We in the Bureaucrat Beat newsroom find ourselves in an unusual position. We feel like defending Inyo County! Generally, we find reasons to pick on Inyo government, but we just have to take up for Inyo in the face of attacks from Mono.
Supervisor Byng Hunt said something like Mono had to bail out Inyo again with funding for bus service. This after talk about funds for senior services, too. It is true Inyo refused to help Eastern Sierra Transit Authority, even as the other local governments agreed to. Now, we don’t know all of the financial facts, but we do know this – Inyo County government does not have as much money as Mammoth and Mono and possibly Bishop.
Let’s face it, Inyo towns have no growth. None. Zip. Zero! LADWP owns all the land around the towns and so far hasn’t given up enough for comfortable growth here. That means very paltry local revenue. That’s why Inyo cries poor mouth. They are poor!
We will add that in the past 25 years, not one Inyo official has worked in a real way to get land. It takes creative ideas, courage and hard work, really hard work. The situation also calls for honest self-assessment by officials. If they don’t have what it takes to help their county grow, they should admit it and hire someone who can do the job.
Hey, Mono, if you find an open ear in Inyo, help them! End of defense.
DWP General Manager David Nahai has his head on straight. When he comes up here for meetings, he makes it a point to meet privately with rank and file DWP workers. He knows they’re important, and he’s apparently trying to let them know he knows.
On to Mammoth Lakes. For a fun read, go to www.mammoth-real-estate.blogspot.com It’s real estate man, Paul Oster’s blog. His latest, called “I want My Screaming Deal” notes the strong tourism in the past two months. As for real estate, Oster says the most common thing he hears these days is, “Paul, where there’s a screaming deal, call me.” He says we still have people with bucks who can seriously buy when they see the screaming deal.
Says Oster, “These are crazy financial times. People are no longer comfortable with their money in the bank. Stocks and gold and oil make them nervous too. There remains something real about real estate.” Okay. Good point. Later, Oster concludes that living in our area is where it’s at. Says Oster, “Let’s face it, just being here is a screaming deal.” We’ll toast to that.
Back to Inyo. We received a query about how much Inyo County government (the ones who earlier cried major poor mouth) spent on a kooky lawsuit about obscure roads in Death Valley. A federal judge dismissed their suit as saying it was way too late. The Inyo County Counsel’s office estimated that the hard costs and attorney time added up to almost $22,000. Not exorbitant, but in the eyes of many – wasted.
When you’re poor, waste is not an option.
Some say DNA tests should not be your option. These days some companies try to hawk at-home genetic tests to find out what diseases you’re likely to acquire, etc.
Dr. Andrew Weil, alternative health guru, writes in his latest newsletter that he can not recommend these at-home tests. He says their accuracy remains a mystery. He writes, ” The entire human genome was sequenced in 2003, but it may take decades to untangle the complex relationship between individual genes and associated health conditions.”
The Doc adds that “In my opinion, responsible genetic counseling is essential for making sense of what we do know about DNA – and that’s not something found on the Internet.”
Finally, he says the Federal Trade Commission has published a fact sheet that advises consumers to have a “healthy dose of skepticism” when it comes to at-home genetic tests.

Tasks |
a – In the column, decide whether each statement below agrees with the text. Answer yes or no for each, and quote the exact words of the column that settle it. (i) Inyo declined to help the Eastern Sierra Transit Authority. (ii) A federal judge ruled for Inyo in its suit over Death Valley roads. (iii) Dr. Andrew Weil recommends at-home genetic tests.
b – Transcribe the stretch of the column from "We in the Bureaucrat" through "attacks from Mono.".
The lines that come after the column have nothing to do with it.

[Image point grounding data]

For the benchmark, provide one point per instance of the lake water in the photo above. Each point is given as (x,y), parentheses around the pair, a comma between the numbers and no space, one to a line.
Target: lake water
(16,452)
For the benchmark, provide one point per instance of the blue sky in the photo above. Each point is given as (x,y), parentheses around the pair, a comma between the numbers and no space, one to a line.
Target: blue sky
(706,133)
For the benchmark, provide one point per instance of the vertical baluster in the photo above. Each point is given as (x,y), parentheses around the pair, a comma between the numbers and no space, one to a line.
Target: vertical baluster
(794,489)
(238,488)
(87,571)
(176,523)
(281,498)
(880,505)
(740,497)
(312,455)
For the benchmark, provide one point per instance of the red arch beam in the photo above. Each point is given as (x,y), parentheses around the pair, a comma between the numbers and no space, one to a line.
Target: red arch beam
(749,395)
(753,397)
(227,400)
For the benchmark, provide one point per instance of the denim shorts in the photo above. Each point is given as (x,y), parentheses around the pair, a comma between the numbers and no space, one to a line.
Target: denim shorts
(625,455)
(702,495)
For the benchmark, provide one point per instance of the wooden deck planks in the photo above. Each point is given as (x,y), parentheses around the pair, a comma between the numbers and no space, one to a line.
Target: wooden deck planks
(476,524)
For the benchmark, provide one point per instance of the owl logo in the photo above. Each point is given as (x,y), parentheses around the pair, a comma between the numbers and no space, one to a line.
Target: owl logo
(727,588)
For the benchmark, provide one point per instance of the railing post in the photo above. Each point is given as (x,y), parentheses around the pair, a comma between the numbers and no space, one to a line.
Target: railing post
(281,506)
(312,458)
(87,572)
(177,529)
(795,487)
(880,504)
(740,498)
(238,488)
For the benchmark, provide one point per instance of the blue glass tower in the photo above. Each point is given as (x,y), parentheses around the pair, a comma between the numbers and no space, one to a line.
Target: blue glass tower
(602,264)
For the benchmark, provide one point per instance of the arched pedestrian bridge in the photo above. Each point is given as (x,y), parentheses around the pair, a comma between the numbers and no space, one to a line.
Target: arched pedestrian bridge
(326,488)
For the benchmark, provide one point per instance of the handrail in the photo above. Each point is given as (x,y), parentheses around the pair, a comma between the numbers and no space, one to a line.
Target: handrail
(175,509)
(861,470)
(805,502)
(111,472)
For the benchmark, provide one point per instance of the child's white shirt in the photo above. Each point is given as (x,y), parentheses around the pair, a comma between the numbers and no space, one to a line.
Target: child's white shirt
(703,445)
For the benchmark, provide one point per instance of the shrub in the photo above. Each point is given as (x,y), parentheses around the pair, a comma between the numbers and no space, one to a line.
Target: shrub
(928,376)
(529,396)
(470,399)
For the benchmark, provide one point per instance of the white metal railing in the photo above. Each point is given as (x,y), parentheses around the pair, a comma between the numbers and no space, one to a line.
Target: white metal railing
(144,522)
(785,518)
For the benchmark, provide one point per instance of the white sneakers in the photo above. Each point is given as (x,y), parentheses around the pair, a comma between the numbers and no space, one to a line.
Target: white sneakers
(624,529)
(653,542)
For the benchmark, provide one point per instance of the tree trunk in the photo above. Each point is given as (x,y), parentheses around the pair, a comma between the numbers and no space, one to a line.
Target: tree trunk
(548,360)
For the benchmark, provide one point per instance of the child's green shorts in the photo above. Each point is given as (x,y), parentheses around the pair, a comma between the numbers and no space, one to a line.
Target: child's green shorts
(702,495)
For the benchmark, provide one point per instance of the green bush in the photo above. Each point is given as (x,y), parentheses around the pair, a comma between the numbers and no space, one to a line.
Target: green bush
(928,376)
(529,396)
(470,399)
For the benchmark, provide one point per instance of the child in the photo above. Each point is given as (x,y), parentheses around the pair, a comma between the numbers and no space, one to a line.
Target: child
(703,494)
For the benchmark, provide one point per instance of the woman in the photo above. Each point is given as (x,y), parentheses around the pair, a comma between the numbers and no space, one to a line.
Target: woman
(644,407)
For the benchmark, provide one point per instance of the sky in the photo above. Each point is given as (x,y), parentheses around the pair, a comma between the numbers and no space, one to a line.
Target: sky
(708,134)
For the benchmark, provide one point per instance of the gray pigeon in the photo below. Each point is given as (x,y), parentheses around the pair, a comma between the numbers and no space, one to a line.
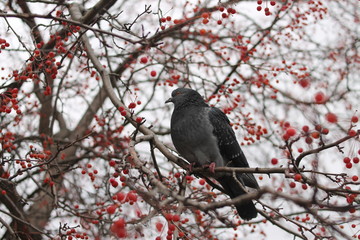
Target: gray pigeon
(203,136)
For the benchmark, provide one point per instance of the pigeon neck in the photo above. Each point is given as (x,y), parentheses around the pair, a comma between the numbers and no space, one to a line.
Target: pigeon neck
(191,103)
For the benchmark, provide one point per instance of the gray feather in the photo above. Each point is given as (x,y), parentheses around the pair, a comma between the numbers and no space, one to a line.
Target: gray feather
(203,135)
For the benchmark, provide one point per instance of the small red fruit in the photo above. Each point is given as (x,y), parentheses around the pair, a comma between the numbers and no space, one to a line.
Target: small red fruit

Problem solutions |
a –
(i) Yes: "It is true Inyo refused to help Eastern Sierra Transit Authority, even as the other local governments agreed to."
(ii) No: "A federal judge dismissed their suit as saying it was way too late."
(iii) No: "he can not recommend these at-home tests."

b –
We in the Bureaucrat Beat newsroom find ourselves in an unusual position. We feel like defending Inyo County! Generally, we find reasons to pick on Inyo government, but we just have to take up for Inyo in the face of attacks from Mono.